* Aim of the exercise:
Repeat exactly the stretch of lines that starts with the one containing "Put a point on every instance of the dark tilled" and ends with the last line of the material. Leave out pictures.

___ Source records

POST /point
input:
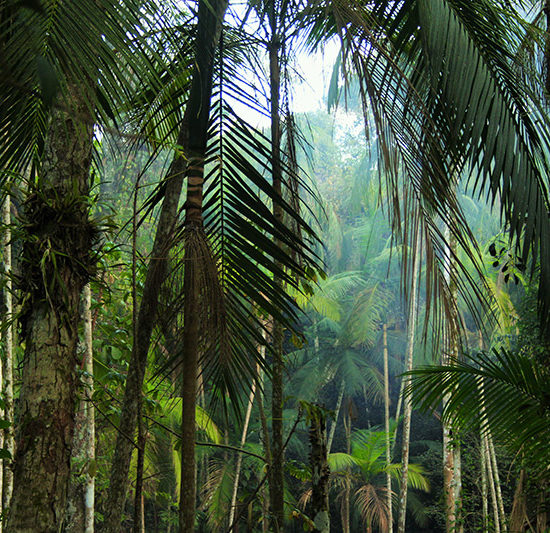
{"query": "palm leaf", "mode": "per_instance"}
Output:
(501, 392)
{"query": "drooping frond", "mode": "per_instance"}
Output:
(501, 392)
(88, 45)
(441, 79)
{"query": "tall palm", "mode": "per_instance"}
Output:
(62, 71)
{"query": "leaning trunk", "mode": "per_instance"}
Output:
(57, 264)
(276, 477)
(387, 429)
(320, 472)
(407, 410)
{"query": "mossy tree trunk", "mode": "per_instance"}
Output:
(56, 265)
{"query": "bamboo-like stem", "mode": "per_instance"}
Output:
(488, 462)
(337, 413)
(494, 465)
(387, 428)
(243, 441)
(407, 402)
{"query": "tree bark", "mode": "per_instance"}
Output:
(276, 477)
(196, 118)
(9, 441)
(57, 264)
(320, 472)
(387, 428)
(243, 441)
(79, 516)
(337, 413)
(407, 401)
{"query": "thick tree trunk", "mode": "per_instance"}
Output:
(9, 441)
(320, 472)
(407, 402)
(387, 428)
(57, 264)
(276, 477)
(196, 119)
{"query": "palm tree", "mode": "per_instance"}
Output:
(55, 86)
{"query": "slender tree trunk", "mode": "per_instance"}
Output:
(496, 518)
(197, 111)
(9, 441)
(407, 402)
(89, 490)
(484, 489)
(320, 472)
(79, 516)
(337, 413)
(61, 254)
(243, 441)
(494, 465)
(276, 477)
(197, 255)
(452, 482)
(347, 489)
(387, 428)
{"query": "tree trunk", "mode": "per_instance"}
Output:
(7, 382)
(452, 482)
(347, 487)
(196, 118)
(494, 465)
(276, 477)
(58, 241)
(496, 524)
(337, 412)
(243, 441)
(320, 472)
(407, 401)
(387, 428)
(79, 516)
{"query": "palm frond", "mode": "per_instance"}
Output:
(501, 392)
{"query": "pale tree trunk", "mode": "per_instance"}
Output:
(484, 488)
(79, 516)
(9, 441)
(337, 413)
(407, 402)
(60, 254)
(320, 472)
(496, 519)
(243, 441)
(387, 428)
(494, 465)
(276, 472)
(89, 490)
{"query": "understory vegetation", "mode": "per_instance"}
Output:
(222, 313)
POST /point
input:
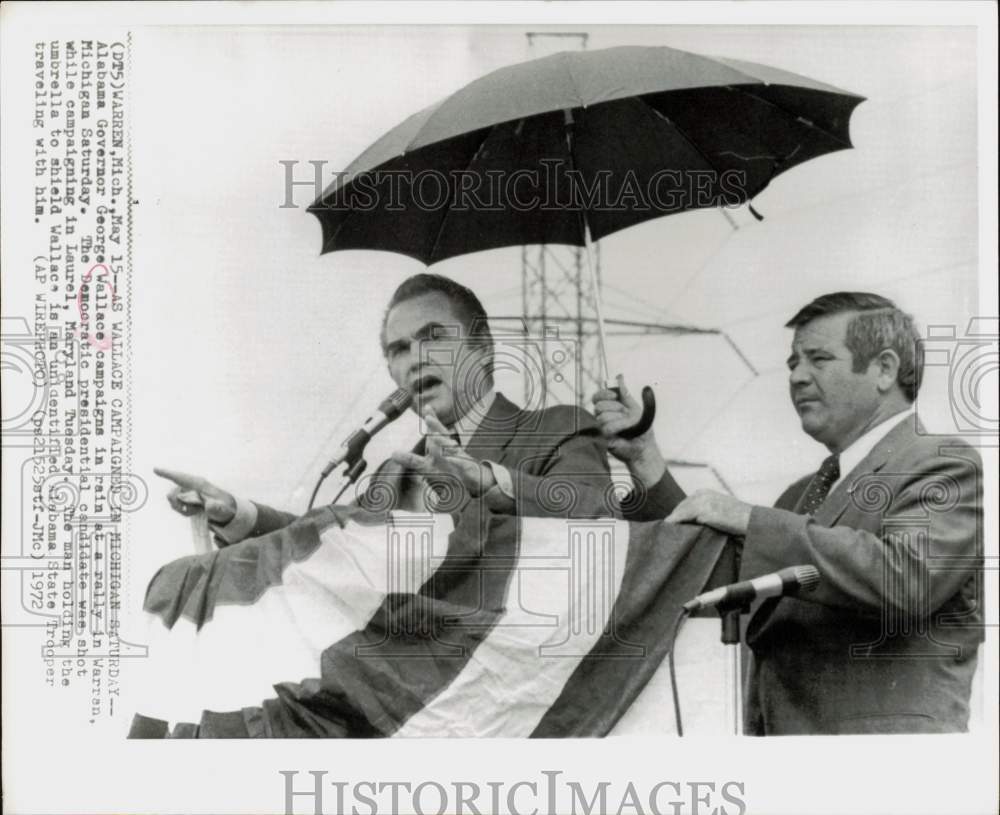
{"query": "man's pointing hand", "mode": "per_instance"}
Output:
(192, 492)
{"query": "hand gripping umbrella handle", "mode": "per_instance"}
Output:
(648, 413)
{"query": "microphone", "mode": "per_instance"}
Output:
(391, 409)
(785, 583)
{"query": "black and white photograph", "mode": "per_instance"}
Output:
(499, 408)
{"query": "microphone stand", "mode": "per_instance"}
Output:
(729, 564)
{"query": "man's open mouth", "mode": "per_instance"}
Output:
(424, 384)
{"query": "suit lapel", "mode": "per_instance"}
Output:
(495, 431)
(837, 501)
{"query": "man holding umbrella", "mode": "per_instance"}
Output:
(887, 643)
(481, 451)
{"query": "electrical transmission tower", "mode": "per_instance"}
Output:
(559, 300)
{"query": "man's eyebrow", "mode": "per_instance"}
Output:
(430, 331)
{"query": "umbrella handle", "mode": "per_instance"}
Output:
(648, 413)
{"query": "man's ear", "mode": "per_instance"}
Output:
(887, 368)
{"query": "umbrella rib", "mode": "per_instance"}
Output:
(447, 210)
(789, 114)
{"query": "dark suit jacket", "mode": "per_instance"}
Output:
(557, 459)
(888, 641)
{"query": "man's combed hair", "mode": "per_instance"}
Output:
(466, 305)
(879, 325)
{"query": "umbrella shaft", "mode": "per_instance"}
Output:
(595, 287)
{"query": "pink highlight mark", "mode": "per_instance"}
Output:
(100, 343)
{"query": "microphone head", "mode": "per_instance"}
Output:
(806, 578)
(396, 404)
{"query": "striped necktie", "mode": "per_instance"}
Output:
(446, 486)
(819, 487)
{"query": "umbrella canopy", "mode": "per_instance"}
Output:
(543, 151)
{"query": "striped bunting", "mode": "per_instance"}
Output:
(347, 624)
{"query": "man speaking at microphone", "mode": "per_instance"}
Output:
(887, 641)
(480, 451)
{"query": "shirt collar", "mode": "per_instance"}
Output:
(468, 424)
(861, 447)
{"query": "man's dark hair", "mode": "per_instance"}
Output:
(878, 325)
(465, 303)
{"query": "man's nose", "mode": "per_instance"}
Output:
(799, 375)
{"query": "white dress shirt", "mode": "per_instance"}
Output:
(861, 447)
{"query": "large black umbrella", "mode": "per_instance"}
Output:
(575, 146)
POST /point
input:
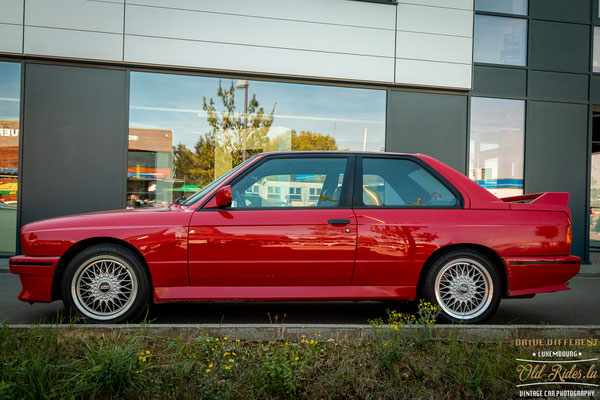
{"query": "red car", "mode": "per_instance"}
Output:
(308, 226)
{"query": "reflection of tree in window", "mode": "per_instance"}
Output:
(229, 138)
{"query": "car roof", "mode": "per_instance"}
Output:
(336, 152)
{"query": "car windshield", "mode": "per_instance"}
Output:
(206, 189)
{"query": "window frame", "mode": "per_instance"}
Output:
(357, 203)
(345, 194)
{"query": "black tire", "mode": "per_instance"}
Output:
(465, 285)
(107, 284)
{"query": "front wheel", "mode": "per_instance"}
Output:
(106, 284)
(465, 286)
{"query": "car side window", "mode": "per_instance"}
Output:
(400, 182)
(291, 182)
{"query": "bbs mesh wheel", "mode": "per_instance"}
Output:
(464, 285)
(106, 284)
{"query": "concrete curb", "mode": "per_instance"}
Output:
(326, 332)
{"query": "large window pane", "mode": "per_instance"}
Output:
(184, 131)
(10, 84)
(500, 40)
(497, 145)
(596, 53)
(518, 7)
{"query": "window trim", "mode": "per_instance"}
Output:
(345, 194)
(357, 203)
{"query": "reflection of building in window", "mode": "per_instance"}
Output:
(497, 145)
(283, 190)
(149, 168)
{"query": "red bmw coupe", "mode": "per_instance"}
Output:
(308, 226)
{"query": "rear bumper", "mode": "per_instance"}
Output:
(530, 275)
(36, 277)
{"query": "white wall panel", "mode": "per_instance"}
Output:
(428, 73)
(11, 12)
(11, 38)
(72, 43)
(423, 46)
(256, 59)
(86, 15)
(461, 4)
(443, 21)
(234, 29)
(342, 12)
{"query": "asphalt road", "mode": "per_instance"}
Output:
(578, 306)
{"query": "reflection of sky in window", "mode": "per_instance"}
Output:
(10, 89)
(174, 102)
(497, 131)
(500, 40)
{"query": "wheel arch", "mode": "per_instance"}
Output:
(497, 260)
(83, 244)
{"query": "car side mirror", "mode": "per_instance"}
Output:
(221, 199)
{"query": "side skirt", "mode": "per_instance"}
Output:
(282, 293)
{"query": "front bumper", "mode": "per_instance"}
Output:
(530, 275)
(36, 277)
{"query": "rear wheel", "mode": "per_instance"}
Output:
(106, 284)
(465, 285)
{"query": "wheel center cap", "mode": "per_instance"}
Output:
(463, 288)
(104, 287)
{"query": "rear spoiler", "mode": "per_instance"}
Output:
(547, 198)
(548, 201)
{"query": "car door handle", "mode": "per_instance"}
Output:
(339, 221)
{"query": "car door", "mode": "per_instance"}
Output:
(402, 208)
(290, 223)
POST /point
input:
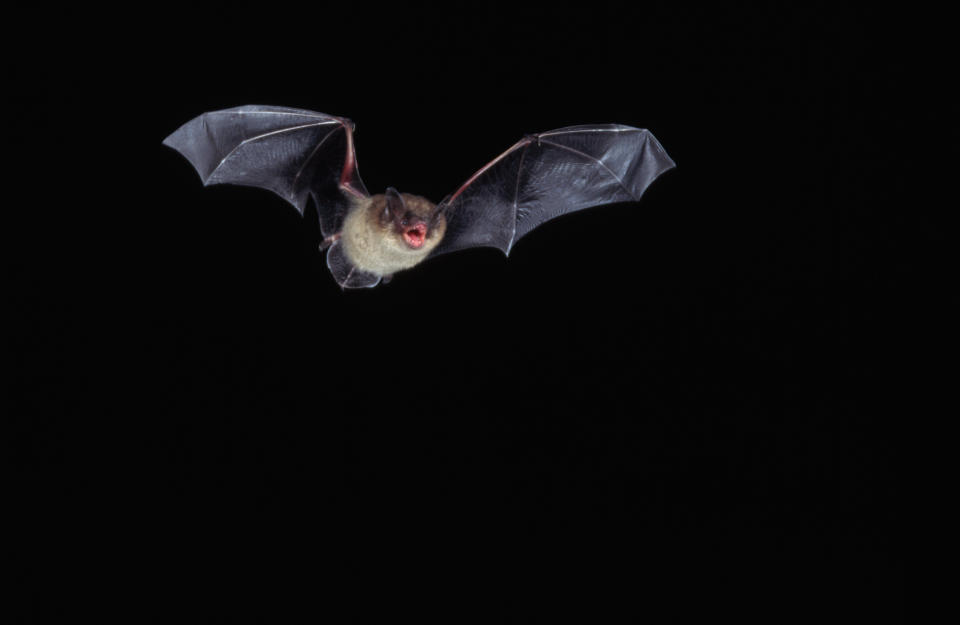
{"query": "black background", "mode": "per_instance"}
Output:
(648, 408)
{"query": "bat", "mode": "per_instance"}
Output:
(301, 155)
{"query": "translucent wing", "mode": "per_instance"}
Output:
(550, 174)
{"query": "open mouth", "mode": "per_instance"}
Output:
(415, 235)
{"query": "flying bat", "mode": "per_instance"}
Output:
(300, 154)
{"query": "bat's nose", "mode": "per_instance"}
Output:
(415, 234)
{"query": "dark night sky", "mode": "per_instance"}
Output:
(648, 407)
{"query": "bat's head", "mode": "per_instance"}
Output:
(413, 220)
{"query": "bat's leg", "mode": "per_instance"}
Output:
(330, 240)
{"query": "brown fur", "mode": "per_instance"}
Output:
(371, 242)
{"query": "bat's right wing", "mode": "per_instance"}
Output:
(293, 152)
(549, 174)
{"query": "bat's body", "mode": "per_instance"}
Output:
(300, 154)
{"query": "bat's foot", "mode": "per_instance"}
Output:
(330, 240)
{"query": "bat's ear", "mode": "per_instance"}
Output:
(395, 204)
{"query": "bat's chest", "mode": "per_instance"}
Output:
(378, 251)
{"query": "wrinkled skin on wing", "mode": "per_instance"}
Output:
(547, 175)
(293, 152)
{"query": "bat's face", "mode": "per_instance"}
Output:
(412, 219)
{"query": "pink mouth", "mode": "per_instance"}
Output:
(415, 236)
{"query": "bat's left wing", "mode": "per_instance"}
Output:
(296, 153)
(549, 174)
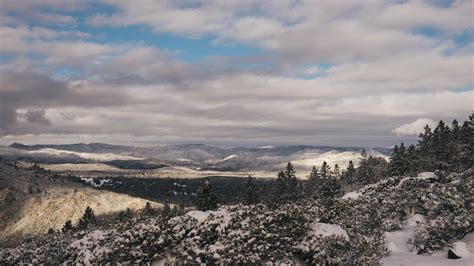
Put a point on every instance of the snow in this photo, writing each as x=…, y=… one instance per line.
x=427, y=175
x=91, y=182
x=460, y=248
x=396, y=240
x=351, y=195
x=229, y=157
x=400, y=255
x=324, y=229
x=102, y=157
x=198, y=215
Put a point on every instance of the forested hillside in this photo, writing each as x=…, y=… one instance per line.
x=337, y=216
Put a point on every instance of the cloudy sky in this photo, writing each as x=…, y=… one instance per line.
x=237, y=72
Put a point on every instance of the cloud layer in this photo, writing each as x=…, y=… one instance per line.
x=325, y=72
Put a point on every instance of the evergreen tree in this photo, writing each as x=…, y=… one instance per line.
x=313, y=174
x=205, y=198
x=125, y=215
x=287, y=184
x=166, y=212
x=250, y=196
x=336, y=172
x=325, y=171
x=349, y=175
x=67, y=226
x=87, y=219
x=148, y=210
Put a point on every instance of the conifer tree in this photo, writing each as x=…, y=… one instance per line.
x=349, y=175
x=148, y=210
x=166, y=212
x=87, y=218
x=205, y=198
x=250, y=196
x=325, y=171
x=287, y=184
x=67, y=226
x=336, y=172
x=313, y=174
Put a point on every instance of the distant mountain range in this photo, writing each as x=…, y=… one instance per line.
x=193, y=156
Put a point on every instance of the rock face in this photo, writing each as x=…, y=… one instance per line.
x=54, y=207
x=31, y=205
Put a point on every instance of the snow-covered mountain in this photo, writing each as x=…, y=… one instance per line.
x=192, y=156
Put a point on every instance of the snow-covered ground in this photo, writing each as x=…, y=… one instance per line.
x=401, y=255
x=100, y=157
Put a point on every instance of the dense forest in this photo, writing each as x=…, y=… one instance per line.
x=278, y=220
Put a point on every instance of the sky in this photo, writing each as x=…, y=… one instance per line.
x=233, y=73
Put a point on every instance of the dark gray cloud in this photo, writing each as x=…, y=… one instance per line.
x=37, y=116
x=33, y=92
x=329, y=72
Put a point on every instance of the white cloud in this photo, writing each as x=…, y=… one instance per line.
x=415, y=127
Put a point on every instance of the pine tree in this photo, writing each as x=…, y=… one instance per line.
x=148, y=210
x=336, y=172
x=67, y=226
x=313, y=174
x=125, y=215
x=349, y=175
x=325, y=171
x=250, y=196
x=205, y=198
x=166, y=212
x=287, y=184
x=87, y=219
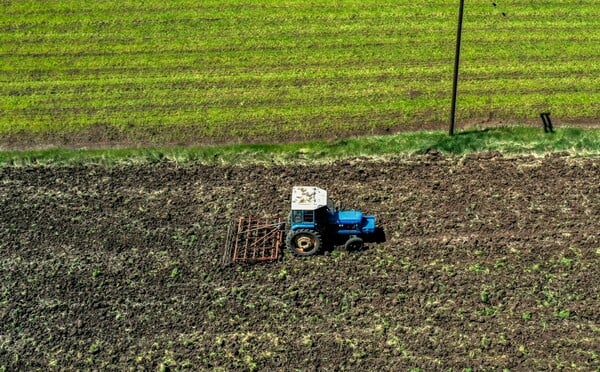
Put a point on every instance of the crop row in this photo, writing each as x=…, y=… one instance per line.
x=225, y=67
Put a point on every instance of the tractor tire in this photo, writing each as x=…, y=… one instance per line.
x=354, y=244
x=303, y=242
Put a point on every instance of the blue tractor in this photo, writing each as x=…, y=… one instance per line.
x=314, y=220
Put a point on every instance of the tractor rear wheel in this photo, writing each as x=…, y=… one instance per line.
x=354, y=244
x=303, y=242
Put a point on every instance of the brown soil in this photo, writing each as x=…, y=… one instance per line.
x=489, y=263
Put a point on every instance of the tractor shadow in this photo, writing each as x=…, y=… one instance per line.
x=339, y=242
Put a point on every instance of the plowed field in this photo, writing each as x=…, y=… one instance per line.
x=489, y=262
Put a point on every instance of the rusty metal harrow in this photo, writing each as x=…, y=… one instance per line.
x=253, y=240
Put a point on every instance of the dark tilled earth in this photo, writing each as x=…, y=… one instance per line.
x=489, y=263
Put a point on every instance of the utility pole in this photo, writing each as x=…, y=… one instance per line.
x=456, y=63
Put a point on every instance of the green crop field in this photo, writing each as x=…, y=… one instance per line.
x=169, y=72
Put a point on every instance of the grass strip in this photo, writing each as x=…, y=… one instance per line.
x=508, y=140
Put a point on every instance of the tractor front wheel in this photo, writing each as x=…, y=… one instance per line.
x=303, y=242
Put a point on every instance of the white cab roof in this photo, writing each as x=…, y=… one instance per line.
x=308, y=198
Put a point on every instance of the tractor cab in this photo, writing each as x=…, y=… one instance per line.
x=313, y=218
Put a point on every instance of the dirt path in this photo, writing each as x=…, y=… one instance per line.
x=489, y=262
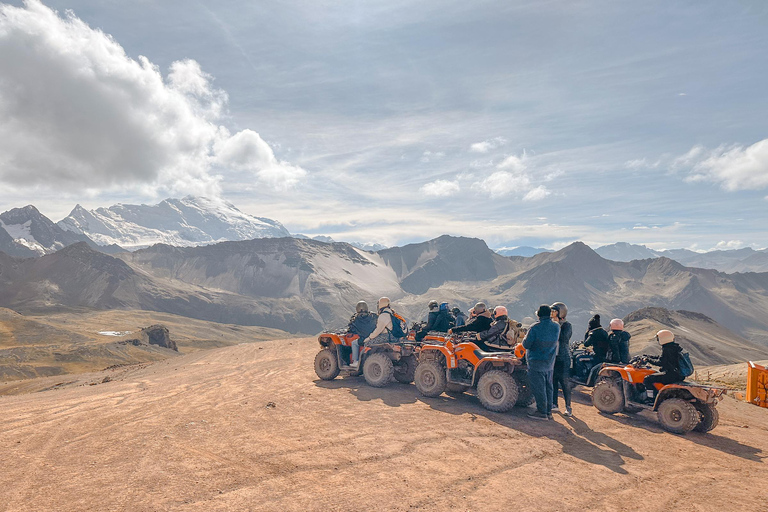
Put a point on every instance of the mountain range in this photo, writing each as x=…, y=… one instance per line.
x=735, y=260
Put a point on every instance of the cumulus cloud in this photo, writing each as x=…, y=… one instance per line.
x=77, y=112
x=735, y=168
x=512, y=178
x=441, y=188
x=487, y=145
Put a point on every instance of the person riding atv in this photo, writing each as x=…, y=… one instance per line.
x=681, y=406
x=458, y=364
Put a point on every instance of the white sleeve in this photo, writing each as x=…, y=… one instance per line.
x=384, y=322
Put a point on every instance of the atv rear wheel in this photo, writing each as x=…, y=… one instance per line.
x=678, y=416
x=430, y=378
x=378, y=370
x=327, y=364
x=497, y=391
x=709, y=417
x=608, y=397
x=405, y=370
x=524, y=392
x=455, y=389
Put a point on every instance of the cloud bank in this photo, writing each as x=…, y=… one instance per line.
x=77, y=113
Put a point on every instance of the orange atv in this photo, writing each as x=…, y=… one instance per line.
x=681, y=407
x=379, y=364
x=458, y=364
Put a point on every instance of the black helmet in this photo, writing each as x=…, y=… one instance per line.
x=562, y=310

______

* Written reply:
Put a point on every instance of the dark tilled earth in this photo, writing each as x=…, y=… one instance per line.
x=489, y=263
Put a point on every instance of the utility pole in this photo, writing each as x=…, y=… one instance per line.
x=456, y=63
Put a point on every instance of the green crop field in this photo, writing each as x=…, y=… one instance per line.
x=169, y=72
Put a point on every instance of the grass strip in this photo, writing each as x=…, y=… one instance per line.
x=508, y=140
Put a point on every instance of the tractor front wheel in this photo, writing each as x=…, y=… one instance per line.
x=303, y=242
Put a point on every instance of the white cab roof in this photo, writing each as x=…, y=… one instance per line.
x=308, y=198
Put a point on every instance of the tractor cab in this photo, writing each as x=…, y=… one instance per line.
x=313, y=218
Put a point on every instance of the dirt path in this photo, writing each as x=…, y=… one instance per line.
x=489, y=262
Put a point on every instance of the mountain range in this photo, writing each as x=…, y=… one instance per line.
x=735, y=260
Put a point on every instance of the cumulus cloud in this photo, writing each as x=…, y=… one instance per line.
x=77, y=112
x=735, y=168
x=512, y=178
x=441, y=188
x=487, y=145
Put a point on every instance of the person riding atv in this photo, writing each as x=…, y=… one instance per line.
x=681, y=406
x=458, y=364
Put a point on every instance of the white sleeve in this photo, writing each as x=…, y=… one instance per line.
x=384, y=322
Put a point on every instance of the atv rear wheel in this photo, writing each as x=…, y=… one instance per line.
x=678, y=416
x=430, y=378
x=378, y=370
x=327, y=364
x=497, y=391
x=709, y=417
x=608, y=397
x=405, y=370
x=524, y=392
x=455, y=389
Put a point on every instance of the cloud bank in this photo, writing each as x=…, y=… one instance per line.
x=77, y=113
Put a point on every instance of the orange atv in this photo, writing each as x=…, y=… one instance per line.
x=681, y=407
x=379, y=364
x=458, y=364
Put a point on every instance of the black helmet in this photo, writing each as x=…, y=… one instance per line.
x=562, y=310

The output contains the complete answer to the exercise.